*** Supplied material ***

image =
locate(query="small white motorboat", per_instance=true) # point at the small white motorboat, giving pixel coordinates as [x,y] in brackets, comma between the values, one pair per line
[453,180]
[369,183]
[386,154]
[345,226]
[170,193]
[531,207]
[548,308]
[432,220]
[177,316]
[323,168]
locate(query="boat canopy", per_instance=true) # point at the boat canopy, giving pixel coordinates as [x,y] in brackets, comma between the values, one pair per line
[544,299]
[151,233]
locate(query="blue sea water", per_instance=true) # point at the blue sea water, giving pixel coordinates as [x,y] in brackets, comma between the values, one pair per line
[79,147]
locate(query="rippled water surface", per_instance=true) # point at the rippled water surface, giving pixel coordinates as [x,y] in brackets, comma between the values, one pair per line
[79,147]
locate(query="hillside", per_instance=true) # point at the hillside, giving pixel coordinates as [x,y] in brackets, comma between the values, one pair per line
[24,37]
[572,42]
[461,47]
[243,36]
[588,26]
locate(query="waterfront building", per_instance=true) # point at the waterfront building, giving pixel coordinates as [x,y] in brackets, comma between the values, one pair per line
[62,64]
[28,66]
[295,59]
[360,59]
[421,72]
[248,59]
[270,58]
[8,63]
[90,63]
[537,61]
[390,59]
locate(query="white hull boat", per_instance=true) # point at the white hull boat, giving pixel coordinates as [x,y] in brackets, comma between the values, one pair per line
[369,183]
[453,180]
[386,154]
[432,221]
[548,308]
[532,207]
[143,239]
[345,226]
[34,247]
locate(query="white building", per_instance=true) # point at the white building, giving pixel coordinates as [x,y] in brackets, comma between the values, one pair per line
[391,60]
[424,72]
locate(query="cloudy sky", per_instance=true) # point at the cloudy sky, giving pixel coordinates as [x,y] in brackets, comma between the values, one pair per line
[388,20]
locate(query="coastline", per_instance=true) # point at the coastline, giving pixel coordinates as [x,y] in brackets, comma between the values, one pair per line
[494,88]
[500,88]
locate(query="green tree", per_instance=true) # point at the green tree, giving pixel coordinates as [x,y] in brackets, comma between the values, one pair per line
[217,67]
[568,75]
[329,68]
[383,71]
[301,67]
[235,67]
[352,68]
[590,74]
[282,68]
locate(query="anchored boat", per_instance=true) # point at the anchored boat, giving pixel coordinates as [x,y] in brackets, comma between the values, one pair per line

*** End of Supplied material ***

Assignment =>
The entries above are to be retyped exactly.

Finished exercise =>
image =
locate(query="small white motorboat", per_instance=true) # point at the small white motorboat, giving pixel coordinates as [x,y] in brackets, comma between the values, one pair per line
[453,180]
[369,183]
[386,154]
[345,226]
[170,193]
[531,207]
[548,308]
[432,220]
[177,316]
[323,168]
locate(query="boat canopy", per_instance=true) # point at the boat canopy, giving pixel coordinates as [x,y] in brackets, comma between the values, one pair per line
[544,299]
[151,233]
locate(query="blue sea water", per_instance=true) # point at the blue sea water, giving pixel coordinates as [x,y] in brackets, comma between the values, one pair per line
[79,147]
locate(query="rippled water surface", per_instance=true) # point at the rippled water surface, giving pixel coordinates as [x,y] in brackets, comma between the values, one pair per line
[79,147]
locate(query="hillside", per_instance=true) # point at the hillside, giving pixel coordinates as [x,y] in brackets, comma between the values, one pair per line
[24,37]
[572,42]
[461,47]
[243,36]
[588,26]
locate(query="waterfront building", per_instance=true) # point at the waterfront building, giving pixel coordinates as [x,y] in brackets, comma between the values, one pair per line
[62,64]
[28,66]
[295,59]
[360,59]
[421,72]
[248,59]
[270,58]
[8,63]
[90,63]
[537,61]
[390,59]
locate(query="white hull boat", per_instance=true) # point at the white hull boat, giving pixel coordinates as [x,y] in brackets, comma between the values, one pair per line
[369,183]
[453,180]
[386,154]
[432,221]
[548,308]
[532,207]
[143,239]
[345,226]
[34,247]
locate(query="white building", per_instance=true) # point at the white building, giving pixel coordinates as [x,y] in brackets, comma between the values, one pair per line
[391,60]
[424,72]
locate(query="cloudy sky", per_instance=true) # point at the cloudy sky, giving pixel coordinates as [x,y] in brackets, comma between the values, one pair per line
[388,20]
locate(query="coastline", per_instance=true) # point at the coastline, giving pixel coordinates as [x,y] in brackets, comma between the values, one pair per line
[494,88]
[500,88]
locate(query="green tree", per_instance=true) # point at the green tree, giving pixel coordinates as [x,y] in brackets, comma between the values, one pair per line
[217,67]
[568,75]
[329,68]
[383,71]
[301,67]
[235,67]
[352,68]
[590,74]
[282,68]
locate(query="anchored boat", per_instance=true) # point at the anchored boat, giving pixel coordinates as [x,y] in brackets, comma between the values, one pair per line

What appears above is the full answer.